BEGIN Data to process

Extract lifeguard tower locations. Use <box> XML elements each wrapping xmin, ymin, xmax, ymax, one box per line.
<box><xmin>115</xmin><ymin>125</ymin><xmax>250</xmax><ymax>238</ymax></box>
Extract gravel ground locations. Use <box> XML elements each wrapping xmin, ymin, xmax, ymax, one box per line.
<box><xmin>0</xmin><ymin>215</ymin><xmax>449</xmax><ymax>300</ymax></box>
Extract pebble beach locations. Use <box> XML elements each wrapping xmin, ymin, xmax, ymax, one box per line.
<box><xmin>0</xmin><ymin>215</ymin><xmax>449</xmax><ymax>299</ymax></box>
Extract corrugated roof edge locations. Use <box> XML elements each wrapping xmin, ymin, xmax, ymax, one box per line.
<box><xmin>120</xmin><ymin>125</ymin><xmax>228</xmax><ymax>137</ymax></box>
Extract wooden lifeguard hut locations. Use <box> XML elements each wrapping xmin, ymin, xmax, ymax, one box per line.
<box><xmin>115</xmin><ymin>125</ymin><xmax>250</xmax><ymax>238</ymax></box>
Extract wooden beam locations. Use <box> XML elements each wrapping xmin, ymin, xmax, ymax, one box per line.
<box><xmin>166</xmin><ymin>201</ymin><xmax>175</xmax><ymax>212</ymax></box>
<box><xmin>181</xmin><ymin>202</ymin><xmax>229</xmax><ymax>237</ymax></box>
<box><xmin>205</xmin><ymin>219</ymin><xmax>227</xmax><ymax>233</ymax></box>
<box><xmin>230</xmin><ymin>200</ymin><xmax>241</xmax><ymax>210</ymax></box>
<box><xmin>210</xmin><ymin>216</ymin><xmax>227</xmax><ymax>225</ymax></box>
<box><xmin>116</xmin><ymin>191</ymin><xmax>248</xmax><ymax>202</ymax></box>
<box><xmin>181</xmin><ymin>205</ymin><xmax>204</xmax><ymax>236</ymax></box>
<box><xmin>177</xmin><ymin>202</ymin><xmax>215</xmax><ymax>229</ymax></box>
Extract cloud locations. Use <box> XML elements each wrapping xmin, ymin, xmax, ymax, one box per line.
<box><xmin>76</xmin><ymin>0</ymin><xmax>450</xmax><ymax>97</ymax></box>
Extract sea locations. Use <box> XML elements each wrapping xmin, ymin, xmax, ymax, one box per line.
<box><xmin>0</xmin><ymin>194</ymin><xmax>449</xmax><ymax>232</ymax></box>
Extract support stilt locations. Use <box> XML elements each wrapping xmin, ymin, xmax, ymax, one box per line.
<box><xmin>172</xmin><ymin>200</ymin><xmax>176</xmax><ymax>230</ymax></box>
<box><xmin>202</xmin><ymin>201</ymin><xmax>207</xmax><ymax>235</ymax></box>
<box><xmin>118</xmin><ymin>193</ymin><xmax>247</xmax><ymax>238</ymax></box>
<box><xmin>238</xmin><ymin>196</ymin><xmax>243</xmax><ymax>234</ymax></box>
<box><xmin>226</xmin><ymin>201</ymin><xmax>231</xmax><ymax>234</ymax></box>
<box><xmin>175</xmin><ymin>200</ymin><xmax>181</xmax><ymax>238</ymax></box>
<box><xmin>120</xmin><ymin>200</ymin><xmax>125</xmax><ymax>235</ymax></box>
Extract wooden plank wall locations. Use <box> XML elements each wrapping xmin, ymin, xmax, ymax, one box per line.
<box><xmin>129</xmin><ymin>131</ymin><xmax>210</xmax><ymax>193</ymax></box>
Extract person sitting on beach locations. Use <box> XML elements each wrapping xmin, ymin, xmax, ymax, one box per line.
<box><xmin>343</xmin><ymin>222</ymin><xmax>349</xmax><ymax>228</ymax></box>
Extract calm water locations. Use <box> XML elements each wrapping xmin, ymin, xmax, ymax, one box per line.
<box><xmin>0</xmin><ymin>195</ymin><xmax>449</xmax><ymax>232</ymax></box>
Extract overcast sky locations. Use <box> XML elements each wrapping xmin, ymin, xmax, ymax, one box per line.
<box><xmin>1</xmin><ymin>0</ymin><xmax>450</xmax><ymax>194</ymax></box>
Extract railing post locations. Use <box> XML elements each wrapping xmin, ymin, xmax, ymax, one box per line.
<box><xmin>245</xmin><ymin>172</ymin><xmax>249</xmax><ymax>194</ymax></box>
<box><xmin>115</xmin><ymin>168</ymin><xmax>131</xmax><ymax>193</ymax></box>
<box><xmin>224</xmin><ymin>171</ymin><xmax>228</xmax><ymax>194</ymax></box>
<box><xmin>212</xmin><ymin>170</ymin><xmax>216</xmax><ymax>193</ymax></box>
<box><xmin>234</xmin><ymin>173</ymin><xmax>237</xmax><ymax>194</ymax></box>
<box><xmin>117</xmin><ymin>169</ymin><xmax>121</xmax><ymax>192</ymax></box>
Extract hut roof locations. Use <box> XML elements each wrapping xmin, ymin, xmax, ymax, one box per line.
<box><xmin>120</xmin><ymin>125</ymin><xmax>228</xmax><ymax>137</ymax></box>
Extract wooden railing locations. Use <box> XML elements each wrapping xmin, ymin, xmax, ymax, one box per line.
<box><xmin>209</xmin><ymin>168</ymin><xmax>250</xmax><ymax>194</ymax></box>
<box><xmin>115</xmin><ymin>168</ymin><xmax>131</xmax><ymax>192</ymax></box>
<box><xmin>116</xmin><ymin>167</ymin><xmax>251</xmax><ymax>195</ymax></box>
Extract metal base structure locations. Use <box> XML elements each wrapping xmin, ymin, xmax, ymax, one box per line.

END Data to process

Work to complete:
Every line above should be reproduced precisely.

Task result:
Extract lifeguard tower locations. Use <box> XML elements each wrapping xmin, ymin, xmax, ymax, one box per line.
<box><xmin>115</xmin><ymin>125</ymin><xmax>250</xmax><ymax>238</ymax></box>
Extract gravel ground locations. Use <box> XML elements each wrapping xmin, ymin, xmax, ymax, one box per line.
<box><xmin>0</xmin><ymin>215</ymin><xmax>449</xmax><ymax>300</ymax></box>
Extract pebble beach locations. Use <box> XML elements each wrapping xmin, ymin, xmax, ymax, one box per line.
<box><xmin>0</xmin><ymin>215</ymin><xmax>449</xmax><ymax>299</ymax></box>
Extract corrugated roof edge locations. Use <box> XML elements each wrapping xmin, ymin, xmax, ymax, one box per line.
<box><xmin>120</xmin><ymin>125</ymin><xmax>228</xmax><ymax>137</ymax></box>
Extract wooden lifeguard hut locations. Use <box> XML elements each wrapping xmin, ymin, xmax, ymax, one box per line.
<box><xmin>115</xmin><ymin>125</ymin><xmax>250</xmax><ymax>238</ymax></box>
Extract wooden beam locations. Use <box> XML elements each wrapping xmin, ymin, xmax, ymax, one box per line.
<box><xmin>166</xmin><ymin>201</ymin><xmax>175</xmax><ymax>212</ymax></box>
<box><xmin>181</xmin><ymin>202</ymin><xmax>229</xmax><ymax>237</ymax></box>
<box><xmin>205</xmin><ymin>219</ymin><xmax>227</xmax><ymax>233</ymax></box>
<box><xmin>230</xmin><ymin>200</ymin><xmax>241</xmax><ymax>210</ymax></box>
<box><xmin>210</xmin><ymin>216</ymin><xmax>227</xmax><ymax>225</ymax></box>
<box><xmin>116</xmin><ymin>191</ymin><xmax>248</xmax><ymax>202</ymax></box>
<box><xmin>181</xmin><ymin>205</ymin><xmax>204</xmax><ymax>236</ymax></box>
<box><xmin>177</xmin><ymin>202</ymin><xmax>215</xmax><ymax>229</ymax></box>
Extract cloud locations. Use <box> XML elements each wrapping xmin, ymin, xmax, ymax, one box per line.
<box><xmin>76</xmin><ymin>0</ymin><xmax>450</xmax><ymax>97</ymax></box>
Extract sea locations. Use <box> XML elements each wrapping xmin, ymin, xmax, ymax, one box per line.
<box><xmin>0</xmin><ymin>194</ymin><xmax>449</xmax><ymax>232</ymax></box>
Extract support stilt locations. Use <box> XML elements each wrapping xmin, ymin, xmax, ymax, one box per line.
<box><xmin>172</xmin><ymin>200</ymin><xmax>176</xmax><ymax>230</ymax></box>
<box><xmin>202</xmin><ymin>201</ymin><xmax>207</xmax><ymax>235</ymax></box>
<box><xmin>118</xmin><ymin>193</ymin><xmax>247</xmax><ymax>238</ymax></box>
<box><xmin>238</xmin><ymin>196</ymin><xmax>243</xmax><ymax>234</ymax></box>
<box><xmin>226</xmin><ymin>201</ymin><xmax>231</xmax><ymax>234</ymax></box>
<box><xmin>175</xmin><ymin>200</ymin><xmax>181</xmax><ymax>238</ymax></box>
<box><xmin>120</xmin><ymin>200</ymin><xmax>125</xmax><ymax>235</ymax></box>
Extract wooden plank wall locations. Use <box> XML elements each wrapping xmin, ymin, xmax, ymax, one box per line.
<box><xmin>129</xmin><ymin>131</ymin><xmax>210</xmax><ymax>193</ymax></box>
Extract person sitting on beach locations. Use <box> XML elements each wrapping xmin, ymin, xmax, ymax, one box per line.
<box><xmin>343</xmin><ymin>222</ymin><xmax>349</xmax><ymax>228</ymax></box>
Extract calm water locations. Use <box> XML elements each wrapping xmin, ymin, xmax, ymax, one box per line.
<box><xmin>0</xmin><ymin>195</ymin><xmax>449</xmax><ymax>232</ymax></box>
Extract overcast sky locations. Use <box> XML elements each wrapping xmin, ymin, xmax, ymax, one box per line.
<box><xmin>1</xmin><ymin>0</ymin><xmax>450</xmax><ymax>194</ymax></box>
Extract railing post locations. Use <box> XML elements each wrapping xmin, ymin, xmax, ymax, one box per line.
<box><xmin>245</xmin><ymin>172</ymin><xmax>249</xmax><ymax>194</ymax></box>
<box><xmin>115</xmin><ymin>168</ymin><xmax>131</xmax><ymax>193</ymax></box>
<box><xmin>224</xmin><ymin>171</ymin><xmax>228</xmax><ymax>194</ymax></box>
<box><xmin>212</xmin><ymin>170</ymin><xmax>216</xmax><ymax>193</ymax></box>
<box><xmin>234</xmin><ymin>173</ymin><xmax>237</xmax><ymax>194</ymax></box>
<box><xmin>117</xmin><ymin>169</ymin><xmax>121</xmax><ymax>192</ymax></box>
Extract hut roof locations. Use <box> XML elements each wrapping xmin, ymin, xmax, ymax, one box per line.
<box><xmin>120</xmin><ymin>125</ymin><xmax>228</xmax><ymax>137</ymax></box>
Extract wooden railing locations. Use <box> XML elements each wrapping xmin, ymin, xmax, ymax, one box per line.
<box><xmin>209</xmin><ymin>168</ymin><xmax>250</xmax><ymax>194</ymax></box>
<box><xmin>115</xmin><ymin>168</ymin><xmax>131</xmax><ymax>192</ymax></box>
<box><xmin>116</xmin><ymin>167</ymin><xmax>251</xmax><ymax>195</ymax></box>
Extract metal base structure locations. Use <box> XML elements each wrapping xmin, ymin, xmax, ymax, one box per line.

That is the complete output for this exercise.